Short problem: Quote the records below in full, exactly as given, with the images taken out.

Material shown:
****************
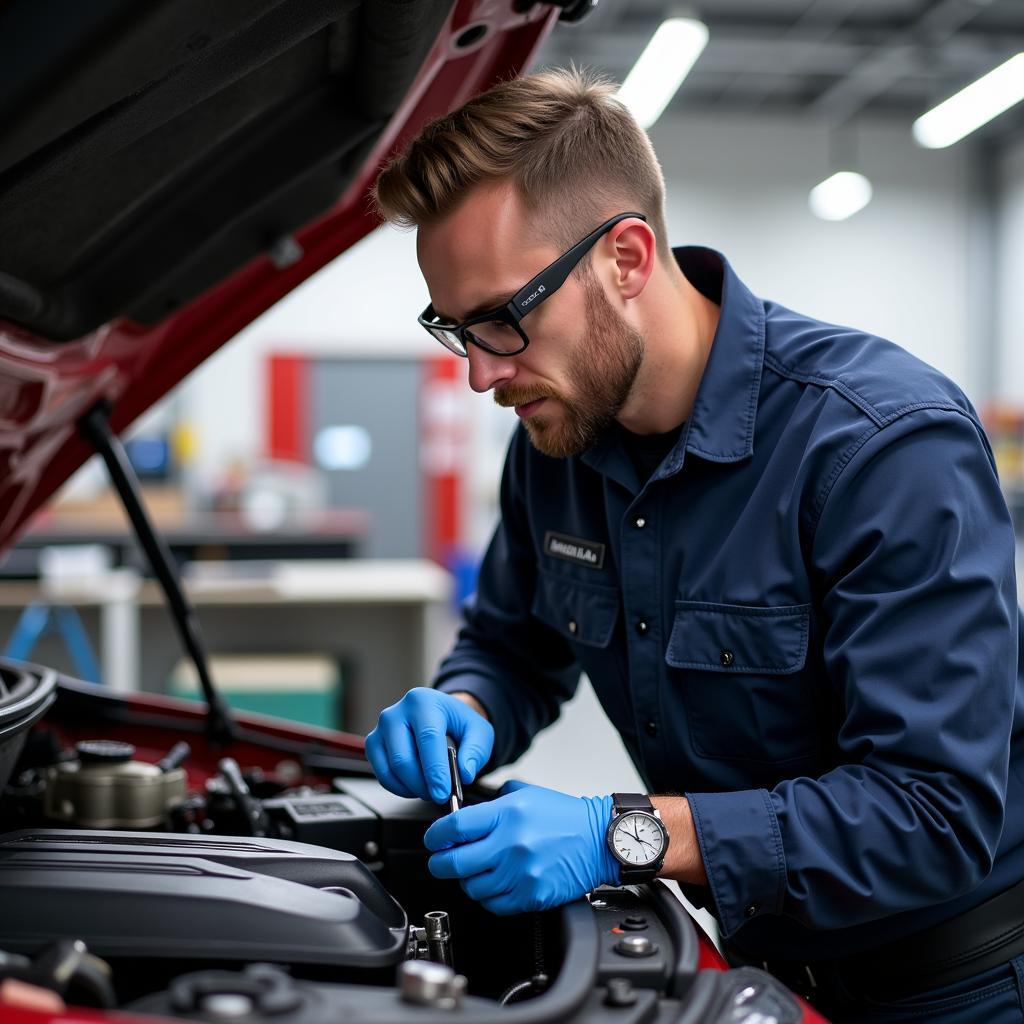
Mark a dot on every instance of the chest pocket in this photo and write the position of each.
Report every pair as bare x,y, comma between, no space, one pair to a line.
585,612
740,673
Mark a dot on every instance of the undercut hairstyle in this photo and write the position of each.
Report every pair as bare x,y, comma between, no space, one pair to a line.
572,152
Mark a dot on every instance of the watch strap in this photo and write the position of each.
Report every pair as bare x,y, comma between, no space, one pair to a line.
622,804
632,802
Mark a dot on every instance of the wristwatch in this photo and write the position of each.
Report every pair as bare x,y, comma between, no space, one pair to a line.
636,837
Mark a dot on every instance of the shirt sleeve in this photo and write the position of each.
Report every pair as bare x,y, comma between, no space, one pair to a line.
912,565
518,668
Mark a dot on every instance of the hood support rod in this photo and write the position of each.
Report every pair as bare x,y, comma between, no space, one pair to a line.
95,428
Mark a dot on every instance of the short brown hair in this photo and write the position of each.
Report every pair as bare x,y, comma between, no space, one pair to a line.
570,148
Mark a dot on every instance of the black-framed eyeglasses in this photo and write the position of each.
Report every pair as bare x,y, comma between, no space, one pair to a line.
500,331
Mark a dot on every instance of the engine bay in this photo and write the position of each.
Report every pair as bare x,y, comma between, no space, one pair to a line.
274,879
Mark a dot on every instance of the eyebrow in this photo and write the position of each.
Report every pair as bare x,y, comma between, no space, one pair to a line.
494,302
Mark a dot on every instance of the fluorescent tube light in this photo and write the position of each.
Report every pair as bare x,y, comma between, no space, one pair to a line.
971,108
841,196
667,59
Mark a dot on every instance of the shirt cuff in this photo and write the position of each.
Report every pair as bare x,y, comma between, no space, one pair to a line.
741,847
496,704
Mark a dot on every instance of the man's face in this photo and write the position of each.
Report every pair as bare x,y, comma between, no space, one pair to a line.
583,357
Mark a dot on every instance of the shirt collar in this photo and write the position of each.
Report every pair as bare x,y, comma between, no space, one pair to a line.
721,424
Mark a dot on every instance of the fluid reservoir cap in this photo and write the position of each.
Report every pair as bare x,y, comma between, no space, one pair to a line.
108,752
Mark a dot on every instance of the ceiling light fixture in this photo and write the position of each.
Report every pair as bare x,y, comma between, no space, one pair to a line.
972,107
841,196
659,72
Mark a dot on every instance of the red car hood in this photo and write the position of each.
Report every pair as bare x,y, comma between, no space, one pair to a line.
168,171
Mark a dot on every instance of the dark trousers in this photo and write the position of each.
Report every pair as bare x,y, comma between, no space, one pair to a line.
994,996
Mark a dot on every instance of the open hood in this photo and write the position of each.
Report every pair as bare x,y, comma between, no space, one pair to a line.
170,169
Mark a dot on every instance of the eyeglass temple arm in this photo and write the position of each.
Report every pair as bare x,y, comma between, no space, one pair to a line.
554,275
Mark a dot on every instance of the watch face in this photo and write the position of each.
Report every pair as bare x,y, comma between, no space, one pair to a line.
637,839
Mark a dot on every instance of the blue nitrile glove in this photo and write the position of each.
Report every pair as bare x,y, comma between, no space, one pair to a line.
529,849
409,752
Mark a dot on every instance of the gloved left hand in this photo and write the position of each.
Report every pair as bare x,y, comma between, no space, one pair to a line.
529,849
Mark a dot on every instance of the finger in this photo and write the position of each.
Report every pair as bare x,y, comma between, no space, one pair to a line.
402,756
486,885
512,785
462,861
428,725
506,903
465,825
377,757
474,736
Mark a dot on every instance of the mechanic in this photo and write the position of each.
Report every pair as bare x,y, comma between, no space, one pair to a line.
777,548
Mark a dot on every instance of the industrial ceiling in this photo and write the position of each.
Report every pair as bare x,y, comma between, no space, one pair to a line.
830,59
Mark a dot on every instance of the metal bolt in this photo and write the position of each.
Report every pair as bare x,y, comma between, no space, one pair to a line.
620,992
428,984
636,945
227,1006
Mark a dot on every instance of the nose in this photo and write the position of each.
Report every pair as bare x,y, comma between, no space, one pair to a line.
487,370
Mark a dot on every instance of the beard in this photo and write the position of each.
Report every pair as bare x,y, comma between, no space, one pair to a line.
603,363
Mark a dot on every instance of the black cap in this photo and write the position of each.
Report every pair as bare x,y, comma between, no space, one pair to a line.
110,752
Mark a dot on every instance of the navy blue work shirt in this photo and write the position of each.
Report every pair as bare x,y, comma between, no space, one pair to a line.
806,621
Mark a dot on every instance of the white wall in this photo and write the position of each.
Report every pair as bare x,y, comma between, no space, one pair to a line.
1010,315
897,268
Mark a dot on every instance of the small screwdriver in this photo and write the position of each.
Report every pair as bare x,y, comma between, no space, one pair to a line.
455,801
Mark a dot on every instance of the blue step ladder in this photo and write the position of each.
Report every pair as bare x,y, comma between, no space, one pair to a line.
40,620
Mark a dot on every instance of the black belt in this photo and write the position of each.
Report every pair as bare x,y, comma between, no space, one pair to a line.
984,937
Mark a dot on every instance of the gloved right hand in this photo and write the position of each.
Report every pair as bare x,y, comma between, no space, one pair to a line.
409,752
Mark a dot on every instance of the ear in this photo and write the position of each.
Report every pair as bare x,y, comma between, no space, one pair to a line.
634,248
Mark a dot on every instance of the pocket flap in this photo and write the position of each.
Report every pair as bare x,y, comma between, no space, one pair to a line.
737,639
581,611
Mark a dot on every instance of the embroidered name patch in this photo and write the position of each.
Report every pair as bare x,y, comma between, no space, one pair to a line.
571,549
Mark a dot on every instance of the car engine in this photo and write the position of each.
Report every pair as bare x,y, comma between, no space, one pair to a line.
275,880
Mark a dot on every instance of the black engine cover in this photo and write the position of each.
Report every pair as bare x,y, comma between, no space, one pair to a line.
201,897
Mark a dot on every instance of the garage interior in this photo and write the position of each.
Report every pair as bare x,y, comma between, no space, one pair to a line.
328,538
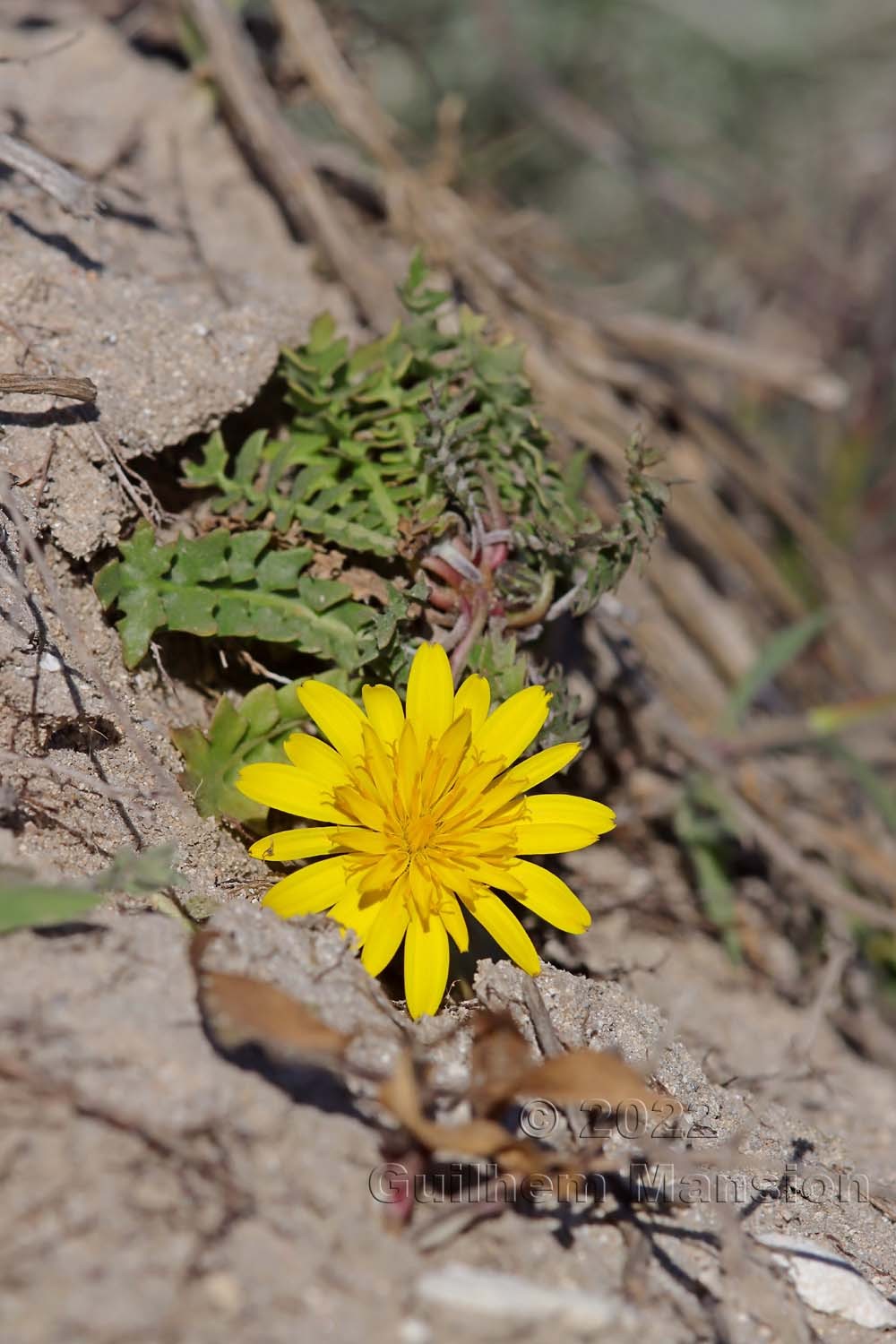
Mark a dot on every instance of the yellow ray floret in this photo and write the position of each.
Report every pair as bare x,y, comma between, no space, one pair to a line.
427,814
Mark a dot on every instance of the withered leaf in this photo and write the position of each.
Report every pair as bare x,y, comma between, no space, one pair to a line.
589,1074
242,1011
498,1058
470,1139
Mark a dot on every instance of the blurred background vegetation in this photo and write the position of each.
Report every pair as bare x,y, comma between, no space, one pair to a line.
724,163
686,211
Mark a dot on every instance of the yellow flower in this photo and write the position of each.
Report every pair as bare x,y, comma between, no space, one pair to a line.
426,814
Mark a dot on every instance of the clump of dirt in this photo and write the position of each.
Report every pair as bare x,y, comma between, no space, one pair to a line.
158,1191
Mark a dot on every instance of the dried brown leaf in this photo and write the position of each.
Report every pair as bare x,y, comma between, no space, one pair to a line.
498,1058
471,1139
242,1011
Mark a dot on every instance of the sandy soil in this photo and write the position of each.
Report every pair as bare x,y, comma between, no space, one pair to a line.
152,1190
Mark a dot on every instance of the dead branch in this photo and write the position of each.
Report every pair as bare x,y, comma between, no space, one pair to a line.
78,389
279,155
73,193
89,663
****************
Task response:
Mark a dot on every instance of the chest pocket in this photo and write the position of each.
Report every pair as bare x,y, comma between, no space, one pair to a line.
585,612
740,673
Mark a dot on every instance of the undercut hairstyle in this photo and write the position of each.
Report every pair as bare x,y, comma between, no space, one pair to a line.
572,152
Mark a dot on every instance of the watch strap in this photo and write the position of each.
Report every pair as bare x,y, comma between, no space, one pair to a line.
622,804
632,802
Mark a dot on every instance of the wristwatch in this photo and write the position of each.
Report every pair as bare x,y, comma between, no space, one pair to a line.
636,837
Mark a dot on every instance of the shirt sleeve in this photo and write the position of each.
Report every pair as bare x,y, comma between, no space, one pair to a line.
912,565
518,668
Mark a dot on every instance of the hood support rod in this photo and write the position of each.
Report every pair as bare x,y, comma between, no space, one pair to a line.
95,428
Mark a dot on every instance of the short brown hair in this photo and write the position of each.
Report every pair as bare x,y, comma between, no space, one pair to a line.
570,148
Mark a dot on every instance of the black-framed eyeglasses in this photo and write the position of each.
Report every pair as bare x,y, comma between, no space, one pair to a line.
500,331
Mark a dot on every instance of the engine bay in this photo and write the position of each.
Report every pair as bare x,y, comma between, no space, one pair to a line.
274,879
Mark a dot on every instance of the eyebrow in this photo and write the position of each.
Report every pair as bare x,y, comma between, no space, one pair to a line.
494,302
Mark a dot on every instance of the fluorescent tube light in this photo and write the position of each.
Report every pair as bare x,y, comma between, no space, one pair to a line.
971,108
841,196
667,59
Mark a dot on every instance of the shirt cuff in this photo and write the position of each.
Report every pair as bare x,y, comma between, no space, one pair to a line.
741,847
496,704
Mark a dot on every instance of the man's face in this photo and write the position of each.
Report every pair as bare x,y, comma between, no space, one pair to a line.
583,357
Mark a dot on every instance of the shirt collar in this photo and write the position of each.
Report every pair as bare x,y, comma between, no space, one pair to a line.
721,424
Mark a dot on every instance of the fluid reservoir cap in this photo and write the position of each.
Report every pair as bare x,y, comma between, no space, one pair to a line.
108,752
Mark a dot on every instance of the ceiling light fixture in this photo and write the position of each.
Report every pair as bare x,y, comma between, no space, one pair to a line.
972,107
841,196
659,72
Mark a dot on every instance of the red car hood in this photo and write the position of each.
Report every pair as bare x,y, comma between, no space, one pair to a line.
168,171
Mark a dot on every instance of the dark trousers in this photo and write the position of each.
Report every pair as bare x,y, comma between, no space, one pair to a line.
994,996
Mark a dot on every instance of the open hood in this photo and write the position of each.
Report every pair as bare x,y, comma between, no space, one pair to a line.
170,169
Mark a dot on every instance of the eyeglass temple arm in this photo and write the position of each.
Report every pair as bare x,y, comma between, no space, one pair to a line.
554,275
Mark a dot on every instance of the watch face in this photo and write the position of each.
Report every pair as bare x,y, comma between, no space, one pair to a line.
637,839
Mark a dot on every instance of the blue nitrile glove in this photo and write the position of each.
Report every pair as bare x,y, comma between, no space, one pair to a line.
529,849
409,752
Mark a dot on every instance of the gloved left hand in this photo and write the position of each.
Report every pair as bare x,y, comma between, no space, one pair to a line.
529,849
Mark a dot on every instance of the finger in this photo and write the position of each.
Report every pair as bare x,y, comma between, no space, one pair to a line.
402,756
486,885
512,785
462,861
428,725
506,903
465,825
377,757
474,736
Mark a dot on every instance of the mechanic in this photo and write the position of each.
Report every pair as bare x,y, comma between, no space, one pair to a line.
777,548
Mark a dot on every instance of the industrial ceiling in this photo and write the position of each.
Report every pair as bare x,y, comma between, no space, one pair to a line.
830,59
Mark a dot on every instance of the metal bolt in this photo and write the position of each.
Report every pair as bare x,y, comma between, no space, one pair to a line.
620,992
428,984
636,945
227,1006
Mark a dot on every instance of the nose in this photo and write the position of each.
Report every pair as bare x,y, comma between, no space, one pair to a line.
487,370
Mark a dot on every instance of the beard in this photo and write the position of each.
Report every pair as bare x,y, comma between, no space, one pair to a line.
603,363
Mark a dot on every instance of the black cap in this photo and write the position of each.
Report every pair as bare x,y, comma between, no space, one pair to a line.
110,752
Mark a dot on every instance of the navy blue work shirt in this photo and write the position of each.
Report every pair as bare x,y, comma between, no space, one pair to a line.
806,621
Mark a dot on every instance of the white wall in this photo and write the position of each.
Report every pair as bare x,y, comma between, no space, one pair to a line.
1010,315
897,268
Mark a dot on every instance of the small screwdriver in this photo and write the position of each.
Report every pair as bare x,y, comma between, no space, one pair to a line.
455,801
Mark a dot on every instance of the blue step ladder in this photo and write the position of each.
Report every pair as bare x,y, comma between, no space, one pair to a line.
40,620
Mark a dot on every instance of the black belt in this photo and write the position of each.
Report every pair as bare x,y, comma between, no space, one pair to a line.
984,937
Mark a dot on every instance of the gloved right hand in this photo and write the position of each.
Report every pair as bare x,y, comma between, no space, one pair to a line.
409,752
Mark a dot on every instance of the ear in this photo and write the position of each.
Report every pair as bare x,y, comma between, no space, one pair to a line.
634,248
Mark a dot on every instance of the pocket flap in this photo and write the position of each.
Report every pair as bare x,y, comma between, no space, one pair to a line.
737,639
581,611
Mark a dot on every instance of the embroidered name patch in this photo and write the position of each.
Report every pair as bare x,y, comma between, no space, one pair to a line.
571,549
Mark a dot on every instance of the car engine in this photo and write the position of each.
Report every pair as bare x,y, comma between, no space, one pair to a line.
275,880
Mark a dot on every instance of the black engine cover in this photo and write the position of each.
Report every pair as bare x,y, comma between, no space, one pair to a line.
201,897
Mark a dot on every instance of the garage interior in this photo and write the position of each.
Report every pair as bare x,y, comma between, no space, one pair to a line.
328,538
Mark a dot on every instance of the yellow ray floret in this photo and write the position of each.
Report every pair as bare x,y, comma between, no space, one pair to a line.
427,814
Mark a dot on every instance of the withered leaf in this photo and write the position of each.
Report every pair as bare x,y, comma between, no space, one pair to a line.
589,1074
242,1011
498,1058
470,1139
Mark a dot on every instance of the blurred background vegetation in this photo and write the position of each.
Report every pair as bare x,y, comma between, no space, one pair to a line.
724,163
686,211
Mark a dot on every instance of the yellow flower in this photo and write the position of each.
Report every pair as bare x,y, comma between, no space, one pair to a line.
426,814
Mark a dot on every instance of the clump of dirt in this photo and write the position of each.
Report every pair as bare x,y, comma between, no space, one pair to a line.
158,1191
Mark a dot on every instance of the dried brown leaf in this photo and write the position of each.
Report every pair as bare x,y, comma between, no space, one pair to a line.
498,1058
471,1139
242,1011
Mark a dot on every instance of the sandy soil in this photo and write the position of each.
Report every pair as bare x,y, comma between, no space, one pair to a line.
152,1190
Mark a dot on every instance of the dead branch in this photo and write the position of each.
Report every pair as bare x,y, comma between, no space, one pair to a line.
78,389
279,155
73,193
89,663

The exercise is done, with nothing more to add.